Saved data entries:
— begin —
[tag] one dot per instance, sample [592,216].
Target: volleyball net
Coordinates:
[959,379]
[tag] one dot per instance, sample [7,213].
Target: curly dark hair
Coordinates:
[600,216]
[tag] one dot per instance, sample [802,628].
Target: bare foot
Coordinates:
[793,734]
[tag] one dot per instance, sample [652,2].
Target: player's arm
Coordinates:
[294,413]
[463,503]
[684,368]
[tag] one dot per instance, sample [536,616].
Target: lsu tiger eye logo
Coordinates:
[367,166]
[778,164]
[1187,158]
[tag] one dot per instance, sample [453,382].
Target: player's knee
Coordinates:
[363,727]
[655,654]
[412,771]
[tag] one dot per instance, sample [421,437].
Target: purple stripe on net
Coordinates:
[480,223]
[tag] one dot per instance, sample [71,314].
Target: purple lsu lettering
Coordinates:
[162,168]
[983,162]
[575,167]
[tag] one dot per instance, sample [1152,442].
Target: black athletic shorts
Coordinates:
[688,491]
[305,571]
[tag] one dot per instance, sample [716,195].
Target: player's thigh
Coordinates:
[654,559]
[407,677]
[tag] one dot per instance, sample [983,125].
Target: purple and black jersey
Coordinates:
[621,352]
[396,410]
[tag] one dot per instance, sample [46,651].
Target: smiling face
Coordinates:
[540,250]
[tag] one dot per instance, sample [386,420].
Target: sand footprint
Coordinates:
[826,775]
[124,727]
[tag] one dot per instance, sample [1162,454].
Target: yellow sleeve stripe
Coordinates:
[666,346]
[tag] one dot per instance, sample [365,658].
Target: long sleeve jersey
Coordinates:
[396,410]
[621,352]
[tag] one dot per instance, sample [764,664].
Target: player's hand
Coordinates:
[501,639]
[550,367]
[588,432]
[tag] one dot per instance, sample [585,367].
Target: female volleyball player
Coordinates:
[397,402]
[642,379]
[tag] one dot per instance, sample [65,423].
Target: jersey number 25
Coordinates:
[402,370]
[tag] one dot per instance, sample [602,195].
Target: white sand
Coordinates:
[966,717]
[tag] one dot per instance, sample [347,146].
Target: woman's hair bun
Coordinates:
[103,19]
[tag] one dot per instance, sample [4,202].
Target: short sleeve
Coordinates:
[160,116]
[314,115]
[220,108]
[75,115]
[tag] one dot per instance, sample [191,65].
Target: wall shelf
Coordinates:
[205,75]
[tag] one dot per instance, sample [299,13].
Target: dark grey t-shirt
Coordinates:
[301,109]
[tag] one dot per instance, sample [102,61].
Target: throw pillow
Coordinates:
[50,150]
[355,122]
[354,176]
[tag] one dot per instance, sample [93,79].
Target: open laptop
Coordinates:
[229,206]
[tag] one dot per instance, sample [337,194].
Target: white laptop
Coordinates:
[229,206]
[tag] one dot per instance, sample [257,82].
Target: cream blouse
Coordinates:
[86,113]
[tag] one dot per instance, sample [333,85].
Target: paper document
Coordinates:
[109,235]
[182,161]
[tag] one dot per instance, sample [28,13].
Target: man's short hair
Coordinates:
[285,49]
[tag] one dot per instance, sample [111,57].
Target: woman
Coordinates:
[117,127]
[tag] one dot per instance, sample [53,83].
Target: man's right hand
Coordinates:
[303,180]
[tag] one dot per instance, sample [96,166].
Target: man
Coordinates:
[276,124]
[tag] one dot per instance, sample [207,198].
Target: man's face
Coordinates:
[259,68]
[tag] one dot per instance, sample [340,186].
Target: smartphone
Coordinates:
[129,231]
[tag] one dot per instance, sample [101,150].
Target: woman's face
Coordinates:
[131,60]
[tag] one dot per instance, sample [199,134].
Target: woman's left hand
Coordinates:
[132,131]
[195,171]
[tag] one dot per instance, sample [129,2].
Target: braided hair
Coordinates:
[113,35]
— end —
◆ WORK REQUIRED
Convert all the items above into a two-column CSV with the headers "text" and "answer", one row per item. Put each item's text and its answer in their own quoted fields, with line breaks replaced by spaces.

◆ OUTPUT OF THE EXERCISE
text,answer
"[tag] one dot per instance, sample [592,216]. Target: volleyball net Coordinates:","[959,379]"
"[tag] one dot per instance, sample [7,213]. Target: curly dark hair Coordinates:","[600,216]"
"[tag] one dot per instance, sample [802,628]. Target: bare foot Coordinates:","[793,734]"
"[tag] one dot per instance, sample [652,2]. Target: player's arm Coordinates:","[294,413] [463,503] [684,368]"
"[tag] one dot per instance, sample [536,616]. Target: lsu tiger eye logo Coordinates:","[367,166] [778,164] [1187,158]"
"[tag] one dot per instance, sample [453,382]. Target: player's knee Coordinates:","[363,727] [655,654] [412,771]"
"[tag] one dot per instance, sample [421,437]. Target: purple stripe on net Coordinates:","[480,223]"
"[tag] one dot per instance, sample [71,314]. Target: purple lsu lettering Coordinates:","[162,168] [983,162] [575,167]"
"[tag] one dot per instance, sample [1152,442]. Target: black athletic shorts Coordinates:","[688,491] [305,571]"
"[tag] one dot per instance, sample [716,195]. Target: player's thigh Coordinates:","[654,559] [407,677]"
"[tag] one dot per instance, sample [983,125]. Target: purple and black jersey Coordinates:","[621,352] [396,410]"
"[tag] one dot per instance, sample [46,651]. Target: smiling face Coordinates:","[540,250]"
"[tag] one dot per instance, sample [386,420]. Target: sand footprint Coordinates:","[826,775] [124,727]"
"[tag] one dot per instance, sample [1162,454]. Target: yellow sleeve stripe Coordinates:","[666,346]"
"[tag] one dot per instance, sample [365,658]. Target: long sleeve jersey Coordinates:","[396,410] [621,352]"
"[tag] one dot per instance, sample [764,664]. Target: player's hand Coordinates:","[501,639] [550,367] [588,432]"
"[tag] one dot per instance, sample [585,367]. Target: female volleyball player Coordinates:","[397,402] [642,379]"
"[tag] one dot per instance, sample [65,423]. Target: jersey number 25 Coordinates:","[402,370]"
"[tag] one dot per instance, sample [602,195]. Target: white sand Coordinates:","[966,717]"
"[tag] one dot per instance, sample [347,146]. Target: woman's hair bun Coordinates:","[103,19]"
"[tag] one dot per instance, sample [4,202]. Target: short sleeve Coordinates:","[160,116] [314,115] [220,108] [75,115]"
"[tag] one dot per instance, sample [191,65]. Target: wall shelf Coordinates:","[205,75]"
"[tag] one dot per instance, sample [299,13]. Target: dark grey t-shirt Coordinates:","[301,109]"
"[tag] one dot per instance, sample [102,61]. Target: throw pillow Coordinates:","[50,150] [355,122] [354,176]"
"[tag] one dot per instance, sample [93,79]. Target: open laptop Coordinates:","[229,206]"
"[tag] one dot per instance, sample [337,194]. Target: white laptop Coordinates:","[229,206]"
"[tag] one dot per instance, sample [257,82]. Target: cream blouse Coordinates:","[86,113]"
"[tag] one dot per instance, sample [333,85]. Target: paper document Coordinates:","[109,235] [182,161]"
"[tag] one dot per instance, sample [28,13]. Target: man's short hair Coordinates:","[285,49]"
"[tag] one dot per instance, sample [111,57]. Target: woman Coordinates:","[117,127]"
"[tag] one dot per instance, sample [53,83]. Target: man's right hand Coordinates:","[303,180]"
"[tag] one dot per instance, sample [96,166]. Target: man Coordinates:","[276,124]"
"[tag] one dot per instance, sample [207,198]. Target: man's face Coordinates:","[259,68]"
"[tag] one dot per instance, sample [340,186]. Target: smartphone Coordinates:","[129,231]"
"[tag] one dot per instance, sample [101,150]. Target: woman's face Coordinates:","[131,60]"
"[tag] one dot per instance, sample [199,134]. Target: woman's left hand Coordinates:","[132,131] [195,171]"
"[tag] one dot per instance, sample [129,2]. Target: braided hair Coordinates:","[113,35]"